-- Given request --
Word for word, transcribe the lines from the one containing "For every instance of the concrete" through the end of the entries, both included, and nothing else.
BEGIN Provided entries
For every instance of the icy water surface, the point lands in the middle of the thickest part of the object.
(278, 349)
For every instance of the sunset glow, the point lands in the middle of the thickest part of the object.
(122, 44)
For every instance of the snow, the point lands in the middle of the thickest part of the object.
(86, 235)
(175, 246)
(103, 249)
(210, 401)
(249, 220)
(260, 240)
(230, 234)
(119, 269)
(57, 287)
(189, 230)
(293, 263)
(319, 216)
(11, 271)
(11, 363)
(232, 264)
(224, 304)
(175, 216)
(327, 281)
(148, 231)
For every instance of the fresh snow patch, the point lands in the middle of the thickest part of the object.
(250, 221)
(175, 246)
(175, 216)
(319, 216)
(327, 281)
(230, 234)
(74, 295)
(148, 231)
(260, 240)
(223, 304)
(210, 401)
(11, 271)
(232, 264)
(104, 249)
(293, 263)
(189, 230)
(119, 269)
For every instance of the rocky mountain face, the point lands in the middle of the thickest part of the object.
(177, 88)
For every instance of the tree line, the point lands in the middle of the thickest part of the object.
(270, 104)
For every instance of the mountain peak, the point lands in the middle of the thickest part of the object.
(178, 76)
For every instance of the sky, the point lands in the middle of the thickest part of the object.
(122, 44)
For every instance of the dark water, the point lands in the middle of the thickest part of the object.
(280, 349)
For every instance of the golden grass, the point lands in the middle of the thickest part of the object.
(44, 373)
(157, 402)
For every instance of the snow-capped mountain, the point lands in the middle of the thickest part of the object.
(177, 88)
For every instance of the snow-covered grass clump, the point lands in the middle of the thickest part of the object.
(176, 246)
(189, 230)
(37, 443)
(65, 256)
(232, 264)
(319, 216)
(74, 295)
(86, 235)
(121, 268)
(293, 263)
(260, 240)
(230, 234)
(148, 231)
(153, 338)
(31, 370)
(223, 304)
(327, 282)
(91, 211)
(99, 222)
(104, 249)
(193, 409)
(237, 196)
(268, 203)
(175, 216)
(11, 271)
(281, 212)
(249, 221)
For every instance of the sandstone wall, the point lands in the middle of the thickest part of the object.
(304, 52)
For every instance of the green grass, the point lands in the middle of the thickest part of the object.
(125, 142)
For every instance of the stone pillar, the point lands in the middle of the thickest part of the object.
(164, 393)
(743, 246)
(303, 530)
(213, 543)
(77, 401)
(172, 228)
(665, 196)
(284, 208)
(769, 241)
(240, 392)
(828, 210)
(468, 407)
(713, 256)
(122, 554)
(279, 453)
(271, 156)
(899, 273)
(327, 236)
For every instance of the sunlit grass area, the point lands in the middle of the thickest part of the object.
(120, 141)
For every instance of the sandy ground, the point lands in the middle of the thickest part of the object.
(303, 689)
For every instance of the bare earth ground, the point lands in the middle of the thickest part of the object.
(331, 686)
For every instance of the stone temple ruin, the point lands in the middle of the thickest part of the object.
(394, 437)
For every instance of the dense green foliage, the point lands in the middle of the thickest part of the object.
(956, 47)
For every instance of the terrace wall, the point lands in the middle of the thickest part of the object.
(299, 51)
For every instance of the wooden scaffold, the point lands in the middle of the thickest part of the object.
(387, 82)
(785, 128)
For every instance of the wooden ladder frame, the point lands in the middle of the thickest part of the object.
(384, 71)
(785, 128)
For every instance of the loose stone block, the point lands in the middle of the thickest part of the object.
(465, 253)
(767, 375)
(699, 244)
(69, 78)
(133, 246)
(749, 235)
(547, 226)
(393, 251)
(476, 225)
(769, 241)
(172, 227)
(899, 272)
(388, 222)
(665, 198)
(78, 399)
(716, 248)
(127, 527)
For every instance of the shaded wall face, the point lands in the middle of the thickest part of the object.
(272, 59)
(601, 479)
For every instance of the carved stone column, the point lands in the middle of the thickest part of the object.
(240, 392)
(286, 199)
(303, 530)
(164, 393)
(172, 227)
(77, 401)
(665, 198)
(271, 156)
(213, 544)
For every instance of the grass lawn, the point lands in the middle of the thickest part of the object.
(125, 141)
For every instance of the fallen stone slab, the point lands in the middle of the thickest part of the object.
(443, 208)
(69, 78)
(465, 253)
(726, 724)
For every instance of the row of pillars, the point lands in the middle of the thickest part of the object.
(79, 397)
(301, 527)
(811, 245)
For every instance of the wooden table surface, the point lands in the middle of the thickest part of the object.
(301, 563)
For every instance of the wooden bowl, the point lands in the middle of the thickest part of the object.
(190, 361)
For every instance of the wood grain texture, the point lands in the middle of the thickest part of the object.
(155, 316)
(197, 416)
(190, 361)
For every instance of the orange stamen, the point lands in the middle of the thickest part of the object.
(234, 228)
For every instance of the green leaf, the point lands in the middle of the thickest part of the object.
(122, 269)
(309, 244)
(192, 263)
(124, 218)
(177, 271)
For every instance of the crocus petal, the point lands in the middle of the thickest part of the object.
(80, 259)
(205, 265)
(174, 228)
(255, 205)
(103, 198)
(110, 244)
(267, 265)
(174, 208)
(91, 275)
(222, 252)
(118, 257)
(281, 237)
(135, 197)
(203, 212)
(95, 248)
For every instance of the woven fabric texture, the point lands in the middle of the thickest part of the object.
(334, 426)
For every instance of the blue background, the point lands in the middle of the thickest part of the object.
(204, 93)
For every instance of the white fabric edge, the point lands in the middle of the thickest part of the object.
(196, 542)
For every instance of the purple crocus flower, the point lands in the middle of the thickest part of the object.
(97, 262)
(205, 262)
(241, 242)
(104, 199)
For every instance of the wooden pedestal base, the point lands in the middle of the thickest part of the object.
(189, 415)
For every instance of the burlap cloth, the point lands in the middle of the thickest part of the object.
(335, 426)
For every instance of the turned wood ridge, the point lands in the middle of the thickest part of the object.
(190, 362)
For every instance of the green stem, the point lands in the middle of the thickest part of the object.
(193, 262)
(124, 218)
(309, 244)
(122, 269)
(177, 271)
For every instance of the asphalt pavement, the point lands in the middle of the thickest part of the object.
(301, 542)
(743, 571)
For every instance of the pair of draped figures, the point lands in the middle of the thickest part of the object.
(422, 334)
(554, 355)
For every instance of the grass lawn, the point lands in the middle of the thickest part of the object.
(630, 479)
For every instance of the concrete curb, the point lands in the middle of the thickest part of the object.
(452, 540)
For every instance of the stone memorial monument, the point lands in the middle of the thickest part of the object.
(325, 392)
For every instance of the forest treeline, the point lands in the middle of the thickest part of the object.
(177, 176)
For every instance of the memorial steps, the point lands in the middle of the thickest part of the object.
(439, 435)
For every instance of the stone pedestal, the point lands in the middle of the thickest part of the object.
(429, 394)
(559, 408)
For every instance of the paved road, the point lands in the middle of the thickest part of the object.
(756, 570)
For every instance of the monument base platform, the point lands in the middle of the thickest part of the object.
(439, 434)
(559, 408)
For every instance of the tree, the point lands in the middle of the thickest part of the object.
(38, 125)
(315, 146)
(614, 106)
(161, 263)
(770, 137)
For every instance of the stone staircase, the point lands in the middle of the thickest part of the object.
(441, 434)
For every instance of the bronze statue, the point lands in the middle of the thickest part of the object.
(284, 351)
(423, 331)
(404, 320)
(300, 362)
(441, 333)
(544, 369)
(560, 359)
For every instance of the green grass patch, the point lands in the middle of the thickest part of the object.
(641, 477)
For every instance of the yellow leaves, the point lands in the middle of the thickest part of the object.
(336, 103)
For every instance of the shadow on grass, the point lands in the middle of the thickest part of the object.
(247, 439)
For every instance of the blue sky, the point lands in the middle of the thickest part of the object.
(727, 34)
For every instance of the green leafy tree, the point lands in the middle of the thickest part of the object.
END Provided entries
-- Result of this task --
For every instance of the concrete curb, the point lands in the middle of the thickest part of the object.
(452, 540)
For every instance of the stone memorial monument, the point lands in the middle of the thickest part of the object.
(325, 392)
For every instance of the forest treeline, the point lands in the middle of the thickest part of the object.
(177, 176)
For every instance of the memorial steps, the point lands in the middle of the thickest part of the object.
(439, 435)
For every instance of the stone pedestal, the point lands in the middle of the thickest part of the object.
(429, 394)
(559, 408)
For every instance of the paved road, the point lands in the middle of the thickest part of the object.
(756, 570)
For every instance of the monument base platform, the point lands in the middle of the thickest part of the object.
(439, 434)
(559, 408)
For every instance of the tree, the point lands in the middle of the thickest part of the object.
(38, 125)
(315, 146)
(614, 106)
(161, 263)
(770, 137)
For every instance of the stone staircase, the point lands in the middle of the thickest part of the object.
(441, 434)
For every instance of the bronze statue, the point lands in the middle of the thickest part of the object.
(284, 351)
(423, 331)
(404, 320)
(300, 362)
(441, 333)
(544, 369)
(560, 359)
For every instance of the green grass patch, the point lands in the middle of the thickest part of the object.
(641, 477)
For every instance of the yellow leaves, the point lands in the middle of the thickest part of the object.
(336, 103)
For every instance of the shadow on grass, the point lands in the middle of the thickest part of the object.
(247, 439)
For every instance of the blue sky, the point lands in the middle of the thickest part of the object.
(727, 34)
For every instance of the green leafy tree, the point lands in the middle of the thickest part of the object.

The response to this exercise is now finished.